**Given task**
Reproduce each of the items below line for line, without any change, and omit the pictures from your output.

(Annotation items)
— begin —

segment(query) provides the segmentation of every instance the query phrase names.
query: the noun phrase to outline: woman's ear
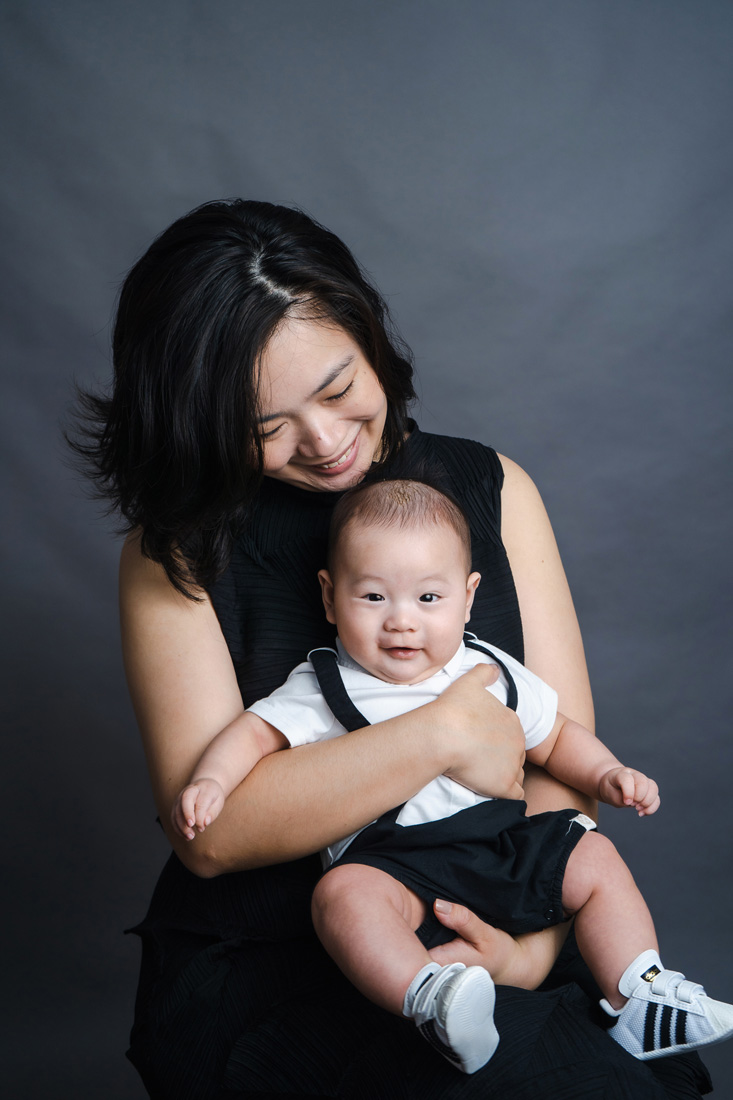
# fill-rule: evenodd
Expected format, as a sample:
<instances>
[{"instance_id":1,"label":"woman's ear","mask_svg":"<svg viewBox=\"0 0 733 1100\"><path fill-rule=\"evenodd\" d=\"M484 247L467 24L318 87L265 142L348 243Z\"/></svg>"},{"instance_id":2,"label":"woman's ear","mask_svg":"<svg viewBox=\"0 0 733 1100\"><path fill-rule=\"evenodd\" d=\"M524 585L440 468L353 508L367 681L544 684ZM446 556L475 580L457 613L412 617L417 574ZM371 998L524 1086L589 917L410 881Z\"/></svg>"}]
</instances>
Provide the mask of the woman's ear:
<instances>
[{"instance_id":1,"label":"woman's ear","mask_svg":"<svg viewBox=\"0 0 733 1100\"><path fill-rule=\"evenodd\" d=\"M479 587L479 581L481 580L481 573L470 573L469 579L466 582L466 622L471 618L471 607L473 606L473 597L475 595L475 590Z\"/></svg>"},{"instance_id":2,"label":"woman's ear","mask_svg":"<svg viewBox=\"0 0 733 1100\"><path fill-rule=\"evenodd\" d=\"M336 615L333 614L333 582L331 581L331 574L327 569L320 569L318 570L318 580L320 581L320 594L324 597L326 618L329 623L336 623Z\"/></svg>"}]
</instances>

— end —

**Result of this exercise**
segment(query) provides the segmentation of every instance the query phrase names.
query: the noun phrase to outline: woman's ear
# fill-rule: evenodd
Expected format, as a sample:
<instances>
[{"instance_id":1,"label":"woman's ear","mask_svg":"<svg viewBox=\"0 0 733 1100\"><path fill-rule=\"evenodd\" d=\"M484 247L467 24L318 87L265 142L348 243Z\"/></svg>"},{"instance_id":2,"label":"woman's ear","mask_svg":"<svg viewBox=\"0 0 733 1100\"><path fill-rule=\"evenodd\" d=\"M524 585L440 468L353 508L367 681L544 684ZM446 556L475 580L457 613L412 617L417 574ZM371 998L524 1086L589 917L410 881Z\"/></svg>"}]
</instances>
Provide the mask of the woman's ear:
<instances>
[{"instance_id":1,"label":"woman's ear","mask_svg":"<svg viewBox=\"0 0 733 1100\"><path fill-rule=\"evenodd\" d=\"M479 587L479 581L481 580L481 573L470 573L469 579L466 582L466 622L471 618L471 607L473 606L473 597L475 595L475 590Z\"/></svg>"},{"instance_id":2,"label":"woman's ear","mask_svg":"<svg viewBox=\"0 0 733 1100\"><path fill-rule=\"evenodd\" d=\"M336 615L333 614L333 582L331 581L331 574L327 569L320 569L318 570L318 580L320 581L320 594L324 597L326 618L329 623L336 623Z\"/></svg>"}]
</instances>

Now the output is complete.